**WHAT YOU HAVE TO DO**
Lines outside the range are not wanted. Give again exactly the lines between the line holding "of the patterned" and the line holding "the woman's fingernail", inclusive, from the listing below.

**THE INPUT**
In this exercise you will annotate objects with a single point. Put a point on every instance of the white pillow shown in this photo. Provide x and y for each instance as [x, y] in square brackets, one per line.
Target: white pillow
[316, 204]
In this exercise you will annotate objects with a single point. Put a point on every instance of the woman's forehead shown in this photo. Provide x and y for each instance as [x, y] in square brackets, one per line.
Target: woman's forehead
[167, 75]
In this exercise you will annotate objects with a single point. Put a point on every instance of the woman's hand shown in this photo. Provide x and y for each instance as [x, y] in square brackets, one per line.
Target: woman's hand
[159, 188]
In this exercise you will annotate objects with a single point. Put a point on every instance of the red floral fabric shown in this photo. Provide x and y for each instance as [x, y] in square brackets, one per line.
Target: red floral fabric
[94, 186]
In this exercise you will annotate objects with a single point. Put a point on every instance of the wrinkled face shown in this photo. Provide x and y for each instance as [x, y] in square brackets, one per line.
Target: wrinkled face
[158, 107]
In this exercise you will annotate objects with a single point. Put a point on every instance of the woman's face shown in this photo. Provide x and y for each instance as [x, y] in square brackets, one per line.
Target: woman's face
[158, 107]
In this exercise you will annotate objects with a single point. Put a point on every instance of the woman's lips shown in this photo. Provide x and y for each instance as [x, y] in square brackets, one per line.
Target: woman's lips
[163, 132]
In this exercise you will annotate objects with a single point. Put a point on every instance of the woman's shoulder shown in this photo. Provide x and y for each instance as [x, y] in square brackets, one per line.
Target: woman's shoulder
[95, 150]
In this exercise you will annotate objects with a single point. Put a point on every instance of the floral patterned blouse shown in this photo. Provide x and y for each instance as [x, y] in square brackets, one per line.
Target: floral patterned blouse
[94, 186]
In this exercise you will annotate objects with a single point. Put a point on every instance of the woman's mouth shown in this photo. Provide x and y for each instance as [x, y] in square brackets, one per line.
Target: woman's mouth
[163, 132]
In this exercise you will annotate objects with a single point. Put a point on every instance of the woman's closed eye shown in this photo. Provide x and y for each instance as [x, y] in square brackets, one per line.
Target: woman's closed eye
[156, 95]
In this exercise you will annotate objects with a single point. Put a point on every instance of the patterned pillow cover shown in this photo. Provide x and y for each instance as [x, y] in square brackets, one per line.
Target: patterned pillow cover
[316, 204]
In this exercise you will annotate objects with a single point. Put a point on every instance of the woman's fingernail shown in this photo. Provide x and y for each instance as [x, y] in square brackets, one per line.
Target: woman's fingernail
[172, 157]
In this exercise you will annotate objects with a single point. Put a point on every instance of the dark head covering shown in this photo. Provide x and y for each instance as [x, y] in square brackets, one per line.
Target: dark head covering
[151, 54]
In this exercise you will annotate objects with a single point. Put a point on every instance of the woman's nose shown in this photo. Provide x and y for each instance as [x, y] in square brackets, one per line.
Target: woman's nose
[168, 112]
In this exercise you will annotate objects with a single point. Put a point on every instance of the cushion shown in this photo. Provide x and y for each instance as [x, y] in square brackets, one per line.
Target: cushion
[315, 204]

--

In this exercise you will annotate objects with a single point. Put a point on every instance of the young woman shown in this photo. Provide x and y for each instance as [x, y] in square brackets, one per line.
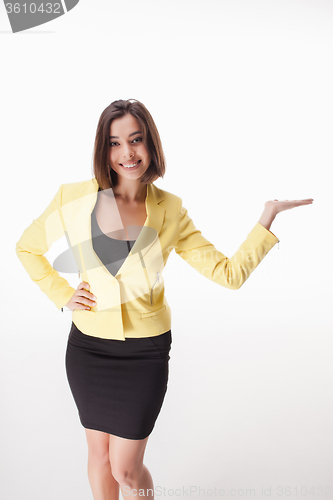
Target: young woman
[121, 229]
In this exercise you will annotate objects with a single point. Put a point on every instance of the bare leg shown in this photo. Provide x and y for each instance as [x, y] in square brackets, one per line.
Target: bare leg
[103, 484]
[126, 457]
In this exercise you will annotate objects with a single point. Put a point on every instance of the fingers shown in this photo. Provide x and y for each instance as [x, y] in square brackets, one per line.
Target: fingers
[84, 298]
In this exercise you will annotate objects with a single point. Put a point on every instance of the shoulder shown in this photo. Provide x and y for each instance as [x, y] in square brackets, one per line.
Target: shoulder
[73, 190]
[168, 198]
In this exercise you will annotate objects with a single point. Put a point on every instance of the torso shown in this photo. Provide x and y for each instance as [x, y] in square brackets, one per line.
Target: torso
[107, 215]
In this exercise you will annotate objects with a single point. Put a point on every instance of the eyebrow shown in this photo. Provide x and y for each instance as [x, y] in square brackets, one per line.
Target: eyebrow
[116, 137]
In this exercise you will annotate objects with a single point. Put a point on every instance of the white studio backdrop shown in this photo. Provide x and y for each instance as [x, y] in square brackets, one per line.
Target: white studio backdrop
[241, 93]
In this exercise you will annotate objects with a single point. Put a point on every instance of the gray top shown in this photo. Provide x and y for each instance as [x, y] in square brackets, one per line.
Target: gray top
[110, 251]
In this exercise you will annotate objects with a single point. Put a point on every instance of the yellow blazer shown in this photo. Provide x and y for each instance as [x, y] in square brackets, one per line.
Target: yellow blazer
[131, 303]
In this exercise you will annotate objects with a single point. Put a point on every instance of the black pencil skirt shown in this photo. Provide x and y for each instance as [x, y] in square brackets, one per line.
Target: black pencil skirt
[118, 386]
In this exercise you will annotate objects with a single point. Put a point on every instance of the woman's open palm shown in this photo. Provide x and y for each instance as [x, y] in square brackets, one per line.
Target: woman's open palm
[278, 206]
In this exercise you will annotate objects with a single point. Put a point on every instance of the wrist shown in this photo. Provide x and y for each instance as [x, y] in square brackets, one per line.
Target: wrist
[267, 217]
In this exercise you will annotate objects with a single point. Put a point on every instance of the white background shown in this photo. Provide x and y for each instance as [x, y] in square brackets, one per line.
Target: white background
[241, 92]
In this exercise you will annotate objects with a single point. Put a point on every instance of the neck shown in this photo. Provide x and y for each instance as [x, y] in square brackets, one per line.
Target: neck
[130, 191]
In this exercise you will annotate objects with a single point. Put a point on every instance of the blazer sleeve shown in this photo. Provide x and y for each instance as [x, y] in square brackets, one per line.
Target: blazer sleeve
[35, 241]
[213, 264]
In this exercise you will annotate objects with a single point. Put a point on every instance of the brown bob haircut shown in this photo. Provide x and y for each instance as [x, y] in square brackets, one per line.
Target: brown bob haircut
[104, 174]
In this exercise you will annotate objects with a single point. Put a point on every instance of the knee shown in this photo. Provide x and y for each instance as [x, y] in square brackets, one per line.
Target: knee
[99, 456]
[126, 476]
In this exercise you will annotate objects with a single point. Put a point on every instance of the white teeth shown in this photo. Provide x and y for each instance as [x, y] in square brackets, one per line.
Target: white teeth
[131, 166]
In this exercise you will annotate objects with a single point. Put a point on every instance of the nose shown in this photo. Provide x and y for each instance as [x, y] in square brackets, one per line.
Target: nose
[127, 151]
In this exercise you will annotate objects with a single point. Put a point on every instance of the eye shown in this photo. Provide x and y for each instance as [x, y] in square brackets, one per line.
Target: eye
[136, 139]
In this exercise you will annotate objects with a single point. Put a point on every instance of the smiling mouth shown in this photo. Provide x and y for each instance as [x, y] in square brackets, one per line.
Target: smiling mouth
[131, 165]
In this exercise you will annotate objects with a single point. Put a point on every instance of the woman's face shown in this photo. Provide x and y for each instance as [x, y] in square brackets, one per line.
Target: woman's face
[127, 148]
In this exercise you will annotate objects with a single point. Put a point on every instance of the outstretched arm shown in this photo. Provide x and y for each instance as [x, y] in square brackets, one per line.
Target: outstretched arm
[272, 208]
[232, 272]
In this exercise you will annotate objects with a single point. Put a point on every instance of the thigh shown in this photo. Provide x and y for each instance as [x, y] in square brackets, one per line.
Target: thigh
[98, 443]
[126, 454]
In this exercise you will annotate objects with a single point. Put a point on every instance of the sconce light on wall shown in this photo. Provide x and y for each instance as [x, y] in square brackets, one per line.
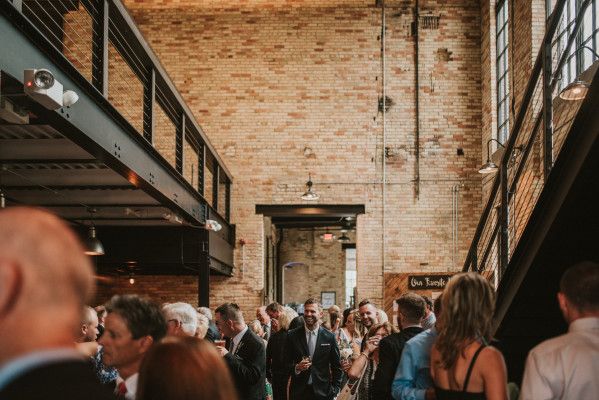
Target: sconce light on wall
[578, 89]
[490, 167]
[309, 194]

**ANSWER SECTION**
In this exercise you will annotate objects with a single point. Put a point on every instance of the patterned pillow cover shown in this photo. Provide x and y for each instance as [x, y] in square brackets, one per line.
Target: patterned pillow cover
[316, 204]
In this exercise you will annotate objects with a single point. Put a point on every instance of the woman's fingernail shown in this photo. Provide x and y for each instance as [x, y] in square brackets, one per line.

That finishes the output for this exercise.